Copy the listing below word for word, keeping every line in its original order.

>> BEGIN

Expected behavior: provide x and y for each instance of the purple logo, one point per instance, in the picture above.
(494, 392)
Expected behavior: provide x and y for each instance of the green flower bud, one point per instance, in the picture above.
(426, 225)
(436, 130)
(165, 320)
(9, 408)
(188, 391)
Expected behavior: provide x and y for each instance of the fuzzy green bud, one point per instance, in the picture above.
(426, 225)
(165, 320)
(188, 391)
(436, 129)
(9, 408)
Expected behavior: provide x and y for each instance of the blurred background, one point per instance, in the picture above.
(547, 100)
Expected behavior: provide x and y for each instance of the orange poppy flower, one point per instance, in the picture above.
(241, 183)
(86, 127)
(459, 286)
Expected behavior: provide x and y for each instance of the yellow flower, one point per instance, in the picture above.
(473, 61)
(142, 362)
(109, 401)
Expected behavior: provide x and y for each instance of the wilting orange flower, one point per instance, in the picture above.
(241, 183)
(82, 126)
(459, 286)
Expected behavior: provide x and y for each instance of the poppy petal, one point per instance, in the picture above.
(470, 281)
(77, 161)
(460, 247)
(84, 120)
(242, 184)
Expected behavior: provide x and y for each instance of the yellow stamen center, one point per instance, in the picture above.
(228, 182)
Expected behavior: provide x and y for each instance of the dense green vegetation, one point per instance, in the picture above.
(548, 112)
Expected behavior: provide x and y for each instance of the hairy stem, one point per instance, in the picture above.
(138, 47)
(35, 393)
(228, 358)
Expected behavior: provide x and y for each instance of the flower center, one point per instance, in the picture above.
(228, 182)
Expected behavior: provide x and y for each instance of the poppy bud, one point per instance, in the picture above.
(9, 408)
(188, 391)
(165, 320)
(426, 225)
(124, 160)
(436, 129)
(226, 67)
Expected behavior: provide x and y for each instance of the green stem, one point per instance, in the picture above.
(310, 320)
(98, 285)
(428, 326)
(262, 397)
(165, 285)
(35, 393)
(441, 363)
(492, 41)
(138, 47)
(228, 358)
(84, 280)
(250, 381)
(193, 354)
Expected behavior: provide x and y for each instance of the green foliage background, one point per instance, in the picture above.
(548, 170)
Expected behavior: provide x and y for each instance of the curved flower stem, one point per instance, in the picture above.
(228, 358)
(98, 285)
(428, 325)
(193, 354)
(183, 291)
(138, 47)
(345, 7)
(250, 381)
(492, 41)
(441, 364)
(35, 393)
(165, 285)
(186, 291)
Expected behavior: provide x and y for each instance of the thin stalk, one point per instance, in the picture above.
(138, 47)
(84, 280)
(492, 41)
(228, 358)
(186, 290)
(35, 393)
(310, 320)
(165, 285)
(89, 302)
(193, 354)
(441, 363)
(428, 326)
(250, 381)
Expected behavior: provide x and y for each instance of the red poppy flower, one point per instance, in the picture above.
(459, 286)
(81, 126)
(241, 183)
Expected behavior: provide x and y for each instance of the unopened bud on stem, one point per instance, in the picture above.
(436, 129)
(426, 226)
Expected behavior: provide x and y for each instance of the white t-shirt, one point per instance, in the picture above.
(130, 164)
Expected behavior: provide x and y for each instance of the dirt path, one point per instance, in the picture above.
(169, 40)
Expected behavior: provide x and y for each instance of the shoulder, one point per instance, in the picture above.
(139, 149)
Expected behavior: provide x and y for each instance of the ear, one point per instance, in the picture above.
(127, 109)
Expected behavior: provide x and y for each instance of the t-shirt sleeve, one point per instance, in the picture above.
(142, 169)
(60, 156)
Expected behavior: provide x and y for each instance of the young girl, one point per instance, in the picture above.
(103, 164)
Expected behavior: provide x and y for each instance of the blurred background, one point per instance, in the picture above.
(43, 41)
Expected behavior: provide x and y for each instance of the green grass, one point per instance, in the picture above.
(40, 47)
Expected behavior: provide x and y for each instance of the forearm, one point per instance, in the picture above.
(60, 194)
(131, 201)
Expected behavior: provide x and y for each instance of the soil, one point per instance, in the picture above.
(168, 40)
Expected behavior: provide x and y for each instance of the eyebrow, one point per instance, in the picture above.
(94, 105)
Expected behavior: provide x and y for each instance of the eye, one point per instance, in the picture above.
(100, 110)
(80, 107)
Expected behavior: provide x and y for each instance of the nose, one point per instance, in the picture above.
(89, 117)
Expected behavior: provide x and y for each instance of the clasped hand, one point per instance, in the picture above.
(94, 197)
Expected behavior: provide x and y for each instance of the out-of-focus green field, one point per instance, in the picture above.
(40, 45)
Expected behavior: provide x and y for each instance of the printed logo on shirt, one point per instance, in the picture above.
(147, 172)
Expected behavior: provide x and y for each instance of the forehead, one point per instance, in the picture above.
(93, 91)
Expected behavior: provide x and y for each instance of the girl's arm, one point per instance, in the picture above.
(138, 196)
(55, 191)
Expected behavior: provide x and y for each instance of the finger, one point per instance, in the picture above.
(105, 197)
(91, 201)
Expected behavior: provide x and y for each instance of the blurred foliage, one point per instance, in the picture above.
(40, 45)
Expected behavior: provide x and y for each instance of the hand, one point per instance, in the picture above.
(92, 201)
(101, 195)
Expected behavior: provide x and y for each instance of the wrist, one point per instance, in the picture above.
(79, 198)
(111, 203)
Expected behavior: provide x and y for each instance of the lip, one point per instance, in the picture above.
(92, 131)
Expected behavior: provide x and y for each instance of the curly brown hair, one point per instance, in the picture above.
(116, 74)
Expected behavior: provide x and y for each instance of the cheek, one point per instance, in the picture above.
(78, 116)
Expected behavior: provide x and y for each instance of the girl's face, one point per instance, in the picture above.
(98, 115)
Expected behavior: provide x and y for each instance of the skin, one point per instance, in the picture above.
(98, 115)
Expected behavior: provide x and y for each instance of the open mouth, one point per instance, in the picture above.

>> END

◆ **ANSWER TO THIS PROBLEM**
Expected behavior: provide x and y for each instance of the purple logo, one point per instance, in the picture above.
(494, 392)
Expected behavior: provide x and y for each instance of the green flower bud, one point per instance, in the picture above.
(426, 225)
(436, 130)
(165, 320)
(9, 408)
(188, 391)
Expected behavior: provide x and y for each instance of the fuzzy green bud, one point per instance, in the picture above.
(426, 225)
(165, 320)
(188, 391)
(436, 129)
(9, 408)
Expected behavior: provide x and y for each instance of the blurred background, one point per instance, in the picture above.
(547, 100)
Expected behavior: provide x and y for each instance of the orange poppy flower, one point per instance, in the picture above.
(241, 183)
(86, 127)
(459, 286)
Expected behavior: provide x and y for each instance of the yellow flower, one point per instance, in the picture above.
(473, 61)
(142, 362)
(109, 401)
Expected behavior: provide x and y for each instance of the wilting orange flower, one point per instance, in the picture above.
(241, 183)
(82, 126)
(459, 286)
Expected behavior: provide x and y for each instance of the poppy petal, one point per instance, in the picture above.
(470, 281)
(77, 161)
(460, 247)
(84, 120)
(242, 184)
Expected behavior: provide x and y for each instance of the yellow stamen center, one point per instance, in the picture above.
(228, 182)
Expected behavior: provide x and y for each instance of the dense green vegetation, one point per instance, in the picture above.
(548, 112)
Expected behavior: provide x and y for each instance of the hairy stem, one point per instance, in the picture above.
(138, 47)
(35, 393)
(228, 358)
Expected behavior: provide x and y for each instance of the flower center, one point per instance, in the picture above.
(228, 182)
Expected behavior: provide x and y for each instance of the poppy bud, one point per instance, in the picture above.
(9, 408)
(188, 391)
(165, 320)
(426, 225)
(124, 160)
(436, 129)
(226, 67)
Expected behavior: provide x and y for each instance of the green stem, one point per instance, in the picture above.
(310, 320)
(98, 285)
(428, 326)
(262, 397)
(165, 285)
(35, 393)
(441, 363)
(492, 41)
(138, 47)
(228, 358)
(84, 280)
(250, 381)
(193, 354)
Expected behavior: provide x and y for each instance of the green foliage background, one point per instance, in the picture above.
(548, 170)
Expected behavior: provide x and y for each instance of the curved flower stem, one point per instance, in the picture above.
(228, 358)
(98, 285)
(428, 325)
(193, 354)
(183, 291)
(138, 47)
(345, 7)
(250, 381)
(492, 41)
(441, 364)
(35, 393)
(165, 285)
(186, 291)
Expected behavior: provide x and y for each instance of the thin stalk, one point per instance, in the picture above.
(138, 47)
(84, 280)
(492, 41)
(228, 358)
(186, 290)
(35, 393)
(310, 320)
(165, 285)
(89, 302)
(193, 354)
(441, 363)
(428, 326)
(250, 381)
Expected behavior: provide x and y for each instance of the red poppy flower, one point per instance, in the picture above.
(459, 286)
(81, 126)
(241, 183)
Expected behavior: provide x and y for each instance of the unopened bud on stem, one point per instance, in the picture above.
(436, 129)
(426, 226)
Expected behavior: provide x and y for each instance of the white t-shirt, one point per instance, in the picture above.
(130, 164)
Expected behavior: provide x and y for each instance of the dirt path, one point per instance, in the picture above.
(169, 40)
Expected behavior: provide x and y for each instance of the shoulder, one point per instance, in the picture above.
(139, 149)
Expected behavior: provide x and y for each instance of the ear, one point per instance, in the picture above.
(127, 109)
Expected behavior: provide x and y for each instance of the t-shirt sleeve, one point per instance, in the picture above.
(142, 169)
(60, 156)
Expected behavior: provide x and y for each instance of the young girl, one point per instance, in the picture above.
(103, 164)
Expected behavior: provide x and y for each instance of the blurred background, one point per instance, in the picture above.
(43, 41)
Expected behavior: provide x and y for each instance of the green grass, one point per instance, in the picture above.
(40, 47)
Expected behavior: provide x and y for each instance of the forearm, one point per instance, in the picture above.
(60, 194)
(131, 201)
Expected behavior: provide x and y for each instance of the soil, one point per instance, in the picture above.
(168, 40)
Expected behavior: provide x and y for each instance of the eyebrow, one point per instance, in the picture above.
(94, 105)
Expected behavior: provide x and y for each instance of the eye, one point per instance, in the picture above.
(100, 110)
(80, 107)
Expected behavior: provide x and y for each instance of the nose, one point per instance, in the picture above.
(89, 117)
Expected behavior: provide x and y for each instance of the clasped hand, one point per instance, in the picture above.
(94, 197)
Expected behavior: provide x and y for each instance of the out-of-focus green field, one point per instance, in the picture above.
(40, 45)
Expected behavior: provide x and y for each instance of the printed logo on shirt, one point per instance, in the picture above.
(147, 172)
Expected behavior: provide x and y for each instance of the forehead, one point per instance, in the picture above.
(93, 91)
Expected behavior: provide x and y for each instance of the girl's arm, one point per instance, in the picture above.
(138, 196)
(55, 191)
Expected behavior: provide x and y for each instance of the finger, one point per instance, in the picture above.
(105, 197)
(91, 201)
Expected behavior: provide x and y for each instance of the blurred foliage, one point per instance, in the picture above.
(40, 45)
Expected behavior: provide x and y for each instance of the hand, one point per instance, in the picture above.
(92, 201)
(101, 195)
Expected behavior: provide x and y for each instance of the wrist, one point per instance, in the picture above.
(79, 198)
(111, 203)
Expected behavior: provide x and y for each instance of the lip, one point per instance, in the picture above.
(92, 131)
Expected behavior: provide x and y for each instance of the curly brown hair, one point per instance, in the picture above.
(116, 74)
Expected behavior: provide x and y for each instance of the cheek, one point per instance, in the picture above.
(78, 116)
Expected behavior: provide x and y for each instance of the girl's face, one point per instance, in the picture above.
(98, 115)
Expected behavior: provide x and y for each instance of the skin, one point per instance, in the picture above.
(98, 115)
Expected behavior: provide x and y for each instance of the open mouth, one point per instance, in the picture above.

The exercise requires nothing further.